■ Stored data
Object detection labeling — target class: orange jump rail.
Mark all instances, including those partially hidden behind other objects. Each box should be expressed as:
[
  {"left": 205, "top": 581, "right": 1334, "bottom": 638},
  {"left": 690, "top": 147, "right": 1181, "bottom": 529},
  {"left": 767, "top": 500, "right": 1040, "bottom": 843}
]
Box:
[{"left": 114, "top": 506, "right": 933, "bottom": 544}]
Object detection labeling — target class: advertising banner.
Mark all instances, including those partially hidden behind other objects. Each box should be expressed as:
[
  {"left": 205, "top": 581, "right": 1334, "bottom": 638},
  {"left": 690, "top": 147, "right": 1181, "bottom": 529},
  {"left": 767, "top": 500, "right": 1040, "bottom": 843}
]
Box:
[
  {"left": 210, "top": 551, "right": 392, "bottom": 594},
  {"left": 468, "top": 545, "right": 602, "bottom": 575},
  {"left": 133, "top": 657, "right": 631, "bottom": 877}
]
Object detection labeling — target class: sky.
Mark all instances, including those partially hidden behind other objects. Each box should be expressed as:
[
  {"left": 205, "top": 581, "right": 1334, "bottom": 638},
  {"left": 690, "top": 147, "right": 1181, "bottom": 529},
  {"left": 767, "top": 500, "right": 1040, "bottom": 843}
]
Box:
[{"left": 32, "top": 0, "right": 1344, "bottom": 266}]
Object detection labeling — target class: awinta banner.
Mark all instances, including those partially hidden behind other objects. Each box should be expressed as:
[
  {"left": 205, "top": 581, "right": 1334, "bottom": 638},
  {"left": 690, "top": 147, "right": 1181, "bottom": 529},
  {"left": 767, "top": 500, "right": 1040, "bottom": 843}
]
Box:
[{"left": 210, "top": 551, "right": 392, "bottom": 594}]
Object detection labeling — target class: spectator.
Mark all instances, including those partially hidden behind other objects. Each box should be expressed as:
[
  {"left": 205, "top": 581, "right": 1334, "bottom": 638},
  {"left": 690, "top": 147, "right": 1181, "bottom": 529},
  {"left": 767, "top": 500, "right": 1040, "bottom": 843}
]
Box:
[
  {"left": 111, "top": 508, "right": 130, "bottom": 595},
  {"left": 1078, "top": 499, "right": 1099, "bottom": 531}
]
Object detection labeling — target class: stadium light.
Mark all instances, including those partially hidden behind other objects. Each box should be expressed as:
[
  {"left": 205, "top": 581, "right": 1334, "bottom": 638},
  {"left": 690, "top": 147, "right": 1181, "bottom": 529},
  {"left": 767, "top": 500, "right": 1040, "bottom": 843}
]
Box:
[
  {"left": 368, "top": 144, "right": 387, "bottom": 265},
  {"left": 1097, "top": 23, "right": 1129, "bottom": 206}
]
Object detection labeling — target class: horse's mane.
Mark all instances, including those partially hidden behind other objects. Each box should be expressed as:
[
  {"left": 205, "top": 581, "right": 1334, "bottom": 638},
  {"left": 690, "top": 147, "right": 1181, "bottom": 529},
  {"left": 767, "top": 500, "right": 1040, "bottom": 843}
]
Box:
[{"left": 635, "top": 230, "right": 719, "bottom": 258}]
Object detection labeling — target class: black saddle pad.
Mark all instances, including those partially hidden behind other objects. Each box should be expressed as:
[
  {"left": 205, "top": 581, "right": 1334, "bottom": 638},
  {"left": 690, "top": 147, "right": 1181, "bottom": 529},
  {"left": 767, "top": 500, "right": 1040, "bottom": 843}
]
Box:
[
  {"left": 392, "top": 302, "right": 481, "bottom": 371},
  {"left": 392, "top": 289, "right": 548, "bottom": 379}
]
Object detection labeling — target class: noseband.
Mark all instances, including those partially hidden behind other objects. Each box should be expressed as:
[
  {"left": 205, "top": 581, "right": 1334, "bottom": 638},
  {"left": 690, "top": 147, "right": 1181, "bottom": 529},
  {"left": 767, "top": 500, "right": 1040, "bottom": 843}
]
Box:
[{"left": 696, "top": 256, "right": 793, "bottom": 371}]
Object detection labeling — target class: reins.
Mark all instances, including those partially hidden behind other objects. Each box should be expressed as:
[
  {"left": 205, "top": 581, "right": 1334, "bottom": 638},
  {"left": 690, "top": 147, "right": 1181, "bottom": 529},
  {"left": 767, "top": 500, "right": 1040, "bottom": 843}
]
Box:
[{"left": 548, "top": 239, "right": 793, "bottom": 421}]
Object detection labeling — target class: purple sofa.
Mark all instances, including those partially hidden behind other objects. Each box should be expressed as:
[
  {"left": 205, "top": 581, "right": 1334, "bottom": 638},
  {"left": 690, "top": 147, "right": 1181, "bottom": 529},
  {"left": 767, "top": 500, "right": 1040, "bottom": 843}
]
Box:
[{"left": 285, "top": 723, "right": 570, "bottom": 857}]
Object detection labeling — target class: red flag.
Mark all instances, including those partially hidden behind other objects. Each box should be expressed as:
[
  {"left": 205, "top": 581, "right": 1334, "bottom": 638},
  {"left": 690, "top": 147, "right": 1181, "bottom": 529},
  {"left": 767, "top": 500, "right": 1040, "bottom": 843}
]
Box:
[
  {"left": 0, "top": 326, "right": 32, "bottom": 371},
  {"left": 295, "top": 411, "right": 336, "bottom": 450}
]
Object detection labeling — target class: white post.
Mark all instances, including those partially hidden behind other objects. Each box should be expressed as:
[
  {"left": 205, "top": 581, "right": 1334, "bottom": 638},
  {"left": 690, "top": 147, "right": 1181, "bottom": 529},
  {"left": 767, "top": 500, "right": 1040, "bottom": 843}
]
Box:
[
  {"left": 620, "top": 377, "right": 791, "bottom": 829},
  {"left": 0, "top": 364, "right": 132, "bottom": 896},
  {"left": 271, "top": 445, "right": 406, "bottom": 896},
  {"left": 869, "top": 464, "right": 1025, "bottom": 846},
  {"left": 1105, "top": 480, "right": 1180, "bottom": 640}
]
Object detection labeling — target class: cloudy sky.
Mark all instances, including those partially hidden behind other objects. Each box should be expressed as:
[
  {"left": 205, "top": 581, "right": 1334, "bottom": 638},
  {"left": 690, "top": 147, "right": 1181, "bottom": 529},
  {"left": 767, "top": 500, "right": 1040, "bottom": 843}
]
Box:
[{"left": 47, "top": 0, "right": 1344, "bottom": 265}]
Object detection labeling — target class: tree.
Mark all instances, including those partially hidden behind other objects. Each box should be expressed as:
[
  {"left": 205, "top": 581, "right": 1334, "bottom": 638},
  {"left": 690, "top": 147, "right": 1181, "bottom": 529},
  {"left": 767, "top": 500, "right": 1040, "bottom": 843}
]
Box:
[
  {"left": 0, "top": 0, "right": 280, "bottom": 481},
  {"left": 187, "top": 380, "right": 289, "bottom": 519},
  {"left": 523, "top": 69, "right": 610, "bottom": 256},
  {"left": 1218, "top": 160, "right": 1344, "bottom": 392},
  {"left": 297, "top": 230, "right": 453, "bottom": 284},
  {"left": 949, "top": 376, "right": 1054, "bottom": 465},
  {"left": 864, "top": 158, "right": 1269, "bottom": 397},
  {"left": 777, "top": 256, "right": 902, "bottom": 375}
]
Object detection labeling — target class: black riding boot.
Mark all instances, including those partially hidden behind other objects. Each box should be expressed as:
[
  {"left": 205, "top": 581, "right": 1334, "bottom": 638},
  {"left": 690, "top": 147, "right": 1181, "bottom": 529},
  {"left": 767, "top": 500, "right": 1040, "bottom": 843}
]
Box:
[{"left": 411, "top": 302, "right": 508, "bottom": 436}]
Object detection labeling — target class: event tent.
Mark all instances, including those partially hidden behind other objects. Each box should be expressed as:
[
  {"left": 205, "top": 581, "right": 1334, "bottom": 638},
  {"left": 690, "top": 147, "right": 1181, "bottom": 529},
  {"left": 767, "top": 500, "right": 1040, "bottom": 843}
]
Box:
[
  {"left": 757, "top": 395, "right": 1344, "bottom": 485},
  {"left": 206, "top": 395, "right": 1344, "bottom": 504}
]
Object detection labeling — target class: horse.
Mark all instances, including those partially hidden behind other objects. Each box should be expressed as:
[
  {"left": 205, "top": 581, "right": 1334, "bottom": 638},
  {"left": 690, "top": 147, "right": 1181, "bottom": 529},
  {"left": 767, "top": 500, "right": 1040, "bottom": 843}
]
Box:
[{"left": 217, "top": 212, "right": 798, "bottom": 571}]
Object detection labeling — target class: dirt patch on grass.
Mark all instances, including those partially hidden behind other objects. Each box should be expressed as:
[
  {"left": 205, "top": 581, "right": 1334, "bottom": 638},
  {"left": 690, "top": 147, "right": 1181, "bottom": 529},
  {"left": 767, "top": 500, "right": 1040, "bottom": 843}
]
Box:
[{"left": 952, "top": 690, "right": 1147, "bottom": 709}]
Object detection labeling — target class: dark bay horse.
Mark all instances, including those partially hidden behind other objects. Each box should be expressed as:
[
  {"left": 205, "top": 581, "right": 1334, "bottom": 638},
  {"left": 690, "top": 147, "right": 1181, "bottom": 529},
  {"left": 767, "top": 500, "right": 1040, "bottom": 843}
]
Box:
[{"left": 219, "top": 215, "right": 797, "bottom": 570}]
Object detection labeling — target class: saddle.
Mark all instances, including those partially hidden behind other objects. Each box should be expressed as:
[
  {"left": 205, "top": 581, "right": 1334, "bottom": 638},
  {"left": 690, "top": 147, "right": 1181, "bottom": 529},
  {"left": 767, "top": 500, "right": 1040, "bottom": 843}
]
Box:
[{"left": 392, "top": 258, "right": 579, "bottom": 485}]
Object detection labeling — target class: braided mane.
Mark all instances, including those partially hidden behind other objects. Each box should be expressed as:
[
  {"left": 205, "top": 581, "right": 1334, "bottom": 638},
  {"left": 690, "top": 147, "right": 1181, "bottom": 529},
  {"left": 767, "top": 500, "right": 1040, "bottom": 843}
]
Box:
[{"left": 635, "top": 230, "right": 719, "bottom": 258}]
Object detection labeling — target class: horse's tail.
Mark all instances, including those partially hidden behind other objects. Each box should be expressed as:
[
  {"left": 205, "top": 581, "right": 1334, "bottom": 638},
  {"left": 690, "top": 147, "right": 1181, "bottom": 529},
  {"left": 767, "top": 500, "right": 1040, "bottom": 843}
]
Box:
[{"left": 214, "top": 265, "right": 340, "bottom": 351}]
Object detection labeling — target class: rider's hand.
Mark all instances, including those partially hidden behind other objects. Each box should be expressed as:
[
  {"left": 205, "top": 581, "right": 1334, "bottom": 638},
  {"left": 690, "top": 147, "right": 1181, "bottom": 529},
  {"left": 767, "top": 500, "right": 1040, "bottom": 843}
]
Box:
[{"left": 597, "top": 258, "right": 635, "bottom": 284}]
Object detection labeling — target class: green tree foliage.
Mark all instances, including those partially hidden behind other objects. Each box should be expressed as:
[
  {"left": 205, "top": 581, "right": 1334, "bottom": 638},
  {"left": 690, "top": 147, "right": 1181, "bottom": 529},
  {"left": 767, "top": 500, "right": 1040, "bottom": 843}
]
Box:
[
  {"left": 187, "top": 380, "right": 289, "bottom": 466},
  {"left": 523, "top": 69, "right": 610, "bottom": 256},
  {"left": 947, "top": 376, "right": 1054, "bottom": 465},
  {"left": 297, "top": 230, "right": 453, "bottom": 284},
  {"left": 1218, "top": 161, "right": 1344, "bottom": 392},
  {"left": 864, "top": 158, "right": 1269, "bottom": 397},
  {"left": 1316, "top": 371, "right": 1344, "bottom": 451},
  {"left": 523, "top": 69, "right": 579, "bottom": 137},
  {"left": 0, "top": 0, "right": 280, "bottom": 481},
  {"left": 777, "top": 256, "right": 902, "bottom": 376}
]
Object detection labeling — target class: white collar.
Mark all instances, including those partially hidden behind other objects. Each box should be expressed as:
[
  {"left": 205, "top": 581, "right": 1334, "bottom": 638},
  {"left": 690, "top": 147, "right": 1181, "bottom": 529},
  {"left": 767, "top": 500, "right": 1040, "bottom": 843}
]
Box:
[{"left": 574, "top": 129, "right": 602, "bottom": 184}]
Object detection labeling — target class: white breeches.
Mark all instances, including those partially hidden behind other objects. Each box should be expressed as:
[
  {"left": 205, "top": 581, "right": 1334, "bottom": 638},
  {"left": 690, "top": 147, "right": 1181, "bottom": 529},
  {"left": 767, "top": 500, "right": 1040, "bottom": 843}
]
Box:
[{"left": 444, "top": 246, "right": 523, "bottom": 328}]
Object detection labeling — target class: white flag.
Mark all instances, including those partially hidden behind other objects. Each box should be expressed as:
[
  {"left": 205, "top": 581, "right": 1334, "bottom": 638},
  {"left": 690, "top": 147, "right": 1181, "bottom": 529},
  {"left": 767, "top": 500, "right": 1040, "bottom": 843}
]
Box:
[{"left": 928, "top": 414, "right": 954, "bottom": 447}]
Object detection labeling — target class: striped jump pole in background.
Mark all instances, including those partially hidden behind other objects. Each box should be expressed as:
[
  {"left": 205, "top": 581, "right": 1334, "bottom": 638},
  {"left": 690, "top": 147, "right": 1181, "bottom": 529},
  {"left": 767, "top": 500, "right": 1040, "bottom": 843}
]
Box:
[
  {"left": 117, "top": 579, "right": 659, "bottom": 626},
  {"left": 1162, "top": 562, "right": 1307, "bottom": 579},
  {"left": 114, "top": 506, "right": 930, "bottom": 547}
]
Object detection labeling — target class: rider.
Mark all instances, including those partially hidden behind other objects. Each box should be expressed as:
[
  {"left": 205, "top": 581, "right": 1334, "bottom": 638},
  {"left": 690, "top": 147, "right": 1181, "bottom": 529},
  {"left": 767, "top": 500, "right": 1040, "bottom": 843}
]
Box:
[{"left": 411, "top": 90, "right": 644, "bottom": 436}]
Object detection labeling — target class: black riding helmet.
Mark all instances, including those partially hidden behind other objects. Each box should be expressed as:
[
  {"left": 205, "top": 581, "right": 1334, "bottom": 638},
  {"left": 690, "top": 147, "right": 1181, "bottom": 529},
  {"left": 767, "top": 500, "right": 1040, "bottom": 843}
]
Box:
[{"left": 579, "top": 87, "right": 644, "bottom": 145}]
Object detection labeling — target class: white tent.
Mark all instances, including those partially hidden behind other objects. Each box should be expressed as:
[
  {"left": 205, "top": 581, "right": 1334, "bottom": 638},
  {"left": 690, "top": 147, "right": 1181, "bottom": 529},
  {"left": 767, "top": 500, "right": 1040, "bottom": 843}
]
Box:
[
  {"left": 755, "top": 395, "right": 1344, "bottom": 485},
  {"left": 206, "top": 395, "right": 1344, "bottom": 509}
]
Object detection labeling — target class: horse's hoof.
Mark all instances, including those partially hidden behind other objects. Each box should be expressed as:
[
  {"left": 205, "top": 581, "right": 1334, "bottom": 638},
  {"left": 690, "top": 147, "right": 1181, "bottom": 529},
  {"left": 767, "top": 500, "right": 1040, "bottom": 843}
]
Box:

■ What you should do
Collect every line in the items above that contains the word "saddle", and list those lines in their original order.

■ Exercise solution
Object detection labeling — target class: black saddle pad.
Object detection labeling — target class: saddle.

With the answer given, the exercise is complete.